• Text passage:
# # #

Kitchenman was married in Philadelphia in the 1850s to Miss Margaret Crawford, a daughter of William Crawford, who was an early resident of this city. Among their descendants are the artist Elizabeth Kitchenman Coyne and Republican former member of the U.S. House of Representatives James K. Coyne III.

Kitchenman was a member of the Independent Order of Odd Fellows and attended the Bethel Presbyterian church in North Philadelphia. His political allegiance was given to the Democratic party.
In 1885, he was proposed as a candidate for Sheriff of Philadelphia, by a committee from the Knights of Labor, who applauded him as a Democrat, businessman, and "friend of labor" who sought to protect workingmen's rights to fair wages. He was a public-spirited citizen and supported various projects and movements for the general good.

# # #

• Provided material:
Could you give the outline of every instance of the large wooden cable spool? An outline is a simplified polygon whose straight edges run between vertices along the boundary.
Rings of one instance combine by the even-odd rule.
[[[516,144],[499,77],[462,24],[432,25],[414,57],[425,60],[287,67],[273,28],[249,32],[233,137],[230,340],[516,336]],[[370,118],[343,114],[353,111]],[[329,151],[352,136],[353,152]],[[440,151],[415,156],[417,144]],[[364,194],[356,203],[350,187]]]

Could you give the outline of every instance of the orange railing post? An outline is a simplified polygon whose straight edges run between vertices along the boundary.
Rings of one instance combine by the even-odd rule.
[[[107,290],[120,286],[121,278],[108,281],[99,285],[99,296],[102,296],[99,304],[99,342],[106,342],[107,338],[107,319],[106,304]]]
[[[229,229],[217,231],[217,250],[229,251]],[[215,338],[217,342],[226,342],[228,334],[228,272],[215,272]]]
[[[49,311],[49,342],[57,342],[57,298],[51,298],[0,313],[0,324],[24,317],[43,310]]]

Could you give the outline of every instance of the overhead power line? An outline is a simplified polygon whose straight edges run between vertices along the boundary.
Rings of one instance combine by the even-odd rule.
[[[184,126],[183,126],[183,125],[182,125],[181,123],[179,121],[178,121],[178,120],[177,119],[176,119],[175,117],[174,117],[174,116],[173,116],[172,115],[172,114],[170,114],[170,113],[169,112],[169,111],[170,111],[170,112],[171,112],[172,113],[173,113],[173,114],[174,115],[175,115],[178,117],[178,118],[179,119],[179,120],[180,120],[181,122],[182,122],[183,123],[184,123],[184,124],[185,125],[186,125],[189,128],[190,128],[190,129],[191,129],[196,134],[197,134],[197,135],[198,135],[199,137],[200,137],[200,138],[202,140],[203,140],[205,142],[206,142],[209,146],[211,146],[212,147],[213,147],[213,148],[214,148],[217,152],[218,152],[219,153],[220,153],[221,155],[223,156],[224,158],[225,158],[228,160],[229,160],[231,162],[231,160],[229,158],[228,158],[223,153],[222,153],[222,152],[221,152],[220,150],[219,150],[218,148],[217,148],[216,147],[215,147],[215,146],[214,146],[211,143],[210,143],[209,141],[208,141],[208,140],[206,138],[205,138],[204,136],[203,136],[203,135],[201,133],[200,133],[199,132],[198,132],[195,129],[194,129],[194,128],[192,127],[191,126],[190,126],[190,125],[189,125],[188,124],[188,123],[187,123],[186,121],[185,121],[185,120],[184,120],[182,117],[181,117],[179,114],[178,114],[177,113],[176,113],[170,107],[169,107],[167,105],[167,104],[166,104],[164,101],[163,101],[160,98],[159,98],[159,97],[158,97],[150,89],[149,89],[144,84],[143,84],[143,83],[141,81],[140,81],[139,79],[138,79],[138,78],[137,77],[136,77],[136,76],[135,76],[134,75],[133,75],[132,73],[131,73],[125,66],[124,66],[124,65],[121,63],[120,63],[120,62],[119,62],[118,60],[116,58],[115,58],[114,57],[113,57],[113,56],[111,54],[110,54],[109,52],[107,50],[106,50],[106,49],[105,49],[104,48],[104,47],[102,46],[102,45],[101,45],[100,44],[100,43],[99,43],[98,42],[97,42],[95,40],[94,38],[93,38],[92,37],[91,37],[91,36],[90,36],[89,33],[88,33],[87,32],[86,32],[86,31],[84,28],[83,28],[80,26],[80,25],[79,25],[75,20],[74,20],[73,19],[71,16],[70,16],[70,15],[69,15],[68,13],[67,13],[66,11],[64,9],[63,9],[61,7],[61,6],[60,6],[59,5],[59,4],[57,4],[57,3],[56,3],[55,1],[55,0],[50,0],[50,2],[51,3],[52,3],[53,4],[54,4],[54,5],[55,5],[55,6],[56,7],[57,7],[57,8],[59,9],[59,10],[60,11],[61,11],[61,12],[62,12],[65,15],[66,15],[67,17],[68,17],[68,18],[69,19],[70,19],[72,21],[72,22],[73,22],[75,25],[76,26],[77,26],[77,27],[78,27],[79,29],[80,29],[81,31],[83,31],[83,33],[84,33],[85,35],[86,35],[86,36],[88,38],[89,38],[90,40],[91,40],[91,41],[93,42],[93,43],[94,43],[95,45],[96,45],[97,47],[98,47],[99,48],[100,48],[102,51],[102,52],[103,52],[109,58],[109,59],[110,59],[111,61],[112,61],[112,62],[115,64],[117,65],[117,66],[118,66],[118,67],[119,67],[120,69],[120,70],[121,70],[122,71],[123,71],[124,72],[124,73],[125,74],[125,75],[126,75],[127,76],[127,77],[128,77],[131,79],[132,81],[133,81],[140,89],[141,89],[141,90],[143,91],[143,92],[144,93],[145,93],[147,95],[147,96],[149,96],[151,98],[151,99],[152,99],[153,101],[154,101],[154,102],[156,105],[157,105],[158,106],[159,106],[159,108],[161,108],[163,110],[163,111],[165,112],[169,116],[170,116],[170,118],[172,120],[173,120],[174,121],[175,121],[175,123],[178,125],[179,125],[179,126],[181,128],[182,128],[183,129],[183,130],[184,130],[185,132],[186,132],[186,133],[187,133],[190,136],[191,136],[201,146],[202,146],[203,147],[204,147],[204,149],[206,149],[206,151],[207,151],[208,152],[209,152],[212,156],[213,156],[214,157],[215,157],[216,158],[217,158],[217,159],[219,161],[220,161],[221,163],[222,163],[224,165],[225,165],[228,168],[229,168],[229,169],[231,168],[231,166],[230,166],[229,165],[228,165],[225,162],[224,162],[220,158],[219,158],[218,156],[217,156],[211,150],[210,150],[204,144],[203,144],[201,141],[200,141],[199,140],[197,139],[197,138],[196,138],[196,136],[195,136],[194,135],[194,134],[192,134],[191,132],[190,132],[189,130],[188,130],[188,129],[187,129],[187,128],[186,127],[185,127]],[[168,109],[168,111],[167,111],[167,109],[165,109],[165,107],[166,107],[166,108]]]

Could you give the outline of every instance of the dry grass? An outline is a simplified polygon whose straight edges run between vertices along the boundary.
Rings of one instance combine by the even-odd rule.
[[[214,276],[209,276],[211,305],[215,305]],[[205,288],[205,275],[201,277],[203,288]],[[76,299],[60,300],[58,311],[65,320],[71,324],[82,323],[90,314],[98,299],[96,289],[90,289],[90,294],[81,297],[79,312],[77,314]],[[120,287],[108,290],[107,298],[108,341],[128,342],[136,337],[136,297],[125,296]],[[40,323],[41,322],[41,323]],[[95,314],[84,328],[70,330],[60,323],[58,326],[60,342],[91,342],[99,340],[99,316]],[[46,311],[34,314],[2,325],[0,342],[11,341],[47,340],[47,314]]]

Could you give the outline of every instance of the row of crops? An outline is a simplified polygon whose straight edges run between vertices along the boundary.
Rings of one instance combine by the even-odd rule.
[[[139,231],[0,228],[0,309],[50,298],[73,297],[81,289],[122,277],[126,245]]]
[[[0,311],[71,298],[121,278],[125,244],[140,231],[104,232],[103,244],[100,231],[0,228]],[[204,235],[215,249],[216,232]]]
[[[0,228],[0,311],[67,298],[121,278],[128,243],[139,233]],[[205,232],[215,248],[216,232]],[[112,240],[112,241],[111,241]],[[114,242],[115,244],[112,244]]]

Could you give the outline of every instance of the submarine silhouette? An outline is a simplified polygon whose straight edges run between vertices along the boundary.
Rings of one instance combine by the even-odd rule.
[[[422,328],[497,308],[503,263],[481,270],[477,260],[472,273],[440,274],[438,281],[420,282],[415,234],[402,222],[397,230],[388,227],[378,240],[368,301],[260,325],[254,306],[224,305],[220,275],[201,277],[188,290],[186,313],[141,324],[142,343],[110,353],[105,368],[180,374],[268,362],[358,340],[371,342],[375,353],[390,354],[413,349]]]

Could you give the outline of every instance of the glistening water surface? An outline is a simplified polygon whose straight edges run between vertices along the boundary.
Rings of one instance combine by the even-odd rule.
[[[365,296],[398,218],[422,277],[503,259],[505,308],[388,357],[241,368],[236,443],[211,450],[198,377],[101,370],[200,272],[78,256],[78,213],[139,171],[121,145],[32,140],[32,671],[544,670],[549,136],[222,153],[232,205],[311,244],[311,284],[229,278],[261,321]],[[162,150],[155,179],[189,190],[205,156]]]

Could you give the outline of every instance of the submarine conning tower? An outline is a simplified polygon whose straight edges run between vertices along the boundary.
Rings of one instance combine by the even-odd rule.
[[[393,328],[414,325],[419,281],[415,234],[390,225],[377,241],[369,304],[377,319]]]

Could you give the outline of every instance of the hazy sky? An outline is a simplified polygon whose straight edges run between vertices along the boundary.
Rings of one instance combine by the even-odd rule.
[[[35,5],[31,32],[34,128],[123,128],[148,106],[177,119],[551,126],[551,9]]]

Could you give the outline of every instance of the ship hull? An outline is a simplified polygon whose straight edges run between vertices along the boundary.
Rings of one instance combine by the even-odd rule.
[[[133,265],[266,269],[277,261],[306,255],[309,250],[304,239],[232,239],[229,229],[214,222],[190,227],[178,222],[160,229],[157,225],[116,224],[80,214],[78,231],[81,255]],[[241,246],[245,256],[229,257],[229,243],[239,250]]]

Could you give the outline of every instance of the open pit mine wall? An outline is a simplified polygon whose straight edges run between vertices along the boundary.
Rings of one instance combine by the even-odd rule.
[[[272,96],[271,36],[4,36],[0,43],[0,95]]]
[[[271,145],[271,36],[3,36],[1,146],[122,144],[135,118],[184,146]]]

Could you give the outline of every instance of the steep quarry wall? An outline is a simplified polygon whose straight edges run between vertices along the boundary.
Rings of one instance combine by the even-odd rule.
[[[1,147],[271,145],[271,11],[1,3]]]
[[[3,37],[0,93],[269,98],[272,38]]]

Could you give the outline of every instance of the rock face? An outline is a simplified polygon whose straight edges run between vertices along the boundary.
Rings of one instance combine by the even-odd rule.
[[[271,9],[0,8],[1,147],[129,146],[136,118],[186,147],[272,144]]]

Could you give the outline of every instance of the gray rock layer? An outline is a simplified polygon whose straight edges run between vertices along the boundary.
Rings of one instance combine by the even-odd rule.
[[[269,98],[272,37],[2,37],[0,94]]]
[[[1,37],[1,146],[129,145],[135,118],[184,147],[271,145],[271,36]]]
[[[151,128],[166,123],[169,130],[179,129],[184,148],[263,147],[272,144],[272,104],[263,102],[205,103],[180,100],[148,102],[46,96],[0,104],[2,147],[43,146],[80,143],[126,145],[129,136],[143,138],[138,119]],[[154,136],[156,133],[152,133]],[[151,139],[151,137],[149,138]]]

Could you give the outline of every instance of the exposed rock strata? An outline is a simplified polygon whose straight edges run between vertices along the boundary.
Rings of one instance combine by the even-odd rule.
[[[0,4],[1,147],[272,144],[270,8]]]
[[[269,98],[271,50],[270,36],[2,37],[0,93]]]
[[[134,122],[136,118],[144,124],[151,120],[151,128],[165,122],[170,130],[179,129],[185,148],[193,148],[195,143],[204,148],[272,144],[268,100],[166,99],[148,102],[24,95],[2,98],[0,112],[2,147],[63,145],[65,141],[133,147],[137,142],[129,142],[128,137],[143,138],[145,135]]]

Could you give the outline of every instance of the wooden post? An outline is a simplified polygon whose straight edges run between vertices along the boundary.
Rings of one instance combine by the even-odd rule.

# # #

• Using the information:
1. Translate this sentence from the Kitchenman passage into Spanish: "His political allegiance was given to the Democratic party."
2. Decide whether each statement agrees with the Kitchenman passage. Answer yes or no for each and quote the deciding words.
(a) Kitchenman attended a Presbyterian church in North Philadelphia.
(b) The Knights of Labor proposed him as a candidate for mayor of Philadelphia.
(c) He married Margaret Crawford in the 1860s.
3. Continue the Kitchenman passage from where it ends.
The records come from a source separate from the Kitchenman passage.

• Responses:
1. Su lealtad política la dio al Partido Demócrata.

2.
(a) Yes: "attended the Bethel Presbyterian church in North Philadelphia"
(b) No: "he was proposed as a candidate for Sheriff of Philadelphia"
(c) No: "Kitchenman was married in Philadelphia in the 1850s to Miss Margaret Crawford"

3.
His last years were spent in retirement from business in a home at 1024 West Lehigh Avenue, Philadelphia, where he remained until his death, which occurred on Christmas Day of 1909. He is buried in Laurel Hill Cemetery.

==Hexamer General Surveys==
The Hexamer General Surveys document the floor plans for a number of Kitchenman's factories over time.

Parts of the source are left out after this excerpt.